> Exercise aim
Can the data below be echoed back word for word?

> Materials provided
## BEGIN
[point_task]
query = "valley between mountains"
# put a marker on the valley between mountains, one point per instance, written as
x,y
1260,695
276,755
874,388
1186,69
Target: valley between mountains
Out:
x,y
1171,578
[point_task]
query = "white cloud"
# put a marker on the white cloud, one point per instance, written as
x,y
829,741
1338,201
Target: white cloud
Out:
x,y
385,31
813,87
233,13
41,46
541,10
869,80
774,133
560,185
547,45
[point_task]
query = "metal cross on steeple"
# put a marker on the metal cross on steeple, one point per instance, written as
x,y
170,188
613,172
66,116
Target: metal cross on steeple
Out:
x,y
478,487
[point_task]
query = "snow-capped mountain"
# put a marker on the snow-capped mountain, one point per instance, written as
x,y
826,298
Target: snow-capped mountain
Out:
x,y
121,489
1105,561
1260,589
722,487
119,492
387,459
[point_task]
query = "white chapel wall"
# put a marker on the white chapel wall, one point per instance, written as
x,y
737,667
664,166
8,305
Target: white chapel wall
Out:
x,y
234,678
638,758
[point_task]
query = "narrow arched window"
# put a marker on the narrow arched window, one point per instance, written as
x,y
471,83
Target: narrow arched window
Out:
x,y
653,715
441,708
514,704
## END
> Written response
[point_task]
query = "valley between mountains"
# put a marker on the valley between mountains, one point per instance, written as
x,y
1260,695
276,755
874,388
1186,69
Target: valley between mountains
Out:
x,y
1171,578
[point_task]
query = "white cloud"
# put a marker on the white cloud, one point per instance, written as
x,y
829,741
1338,201
Target: white cloud
Out:
x,y
385,31
813,87
233,13
41,46
541,10
869,80
774,133
560,185
547,45
[point_task]
query = "metal cross on steeple"
# put a marker on the metal cross on steeple, one point per instance, written as
x,y
170,188
613,172
66,116
Target: metal cross on steeple
Out:
x,y
478,487
[point_task]
query = "snow-capped mountain"
# put a marker on the snow-capped mountain, one point per instance, written as
x,y
826,298
Target: snow-capped mountain
Out:
x,y
121,489
1105,561
1260,589
722,487
119,492
387,459
[point_task]
query = "white chapel wall"
# put a marker on the white chapel wall, one point per instance, written as
x,y
737,667
664,166
8,305
Target: white chapel wall
Out:
x,y
234,678
638,758
[point_task]
query = "narrow arched window"
# put a marker on the narrow arched window, one point per instance, written as
x,y
471,83
Target: narrow arched window
Out:
x,y
653,715
441,708
514,704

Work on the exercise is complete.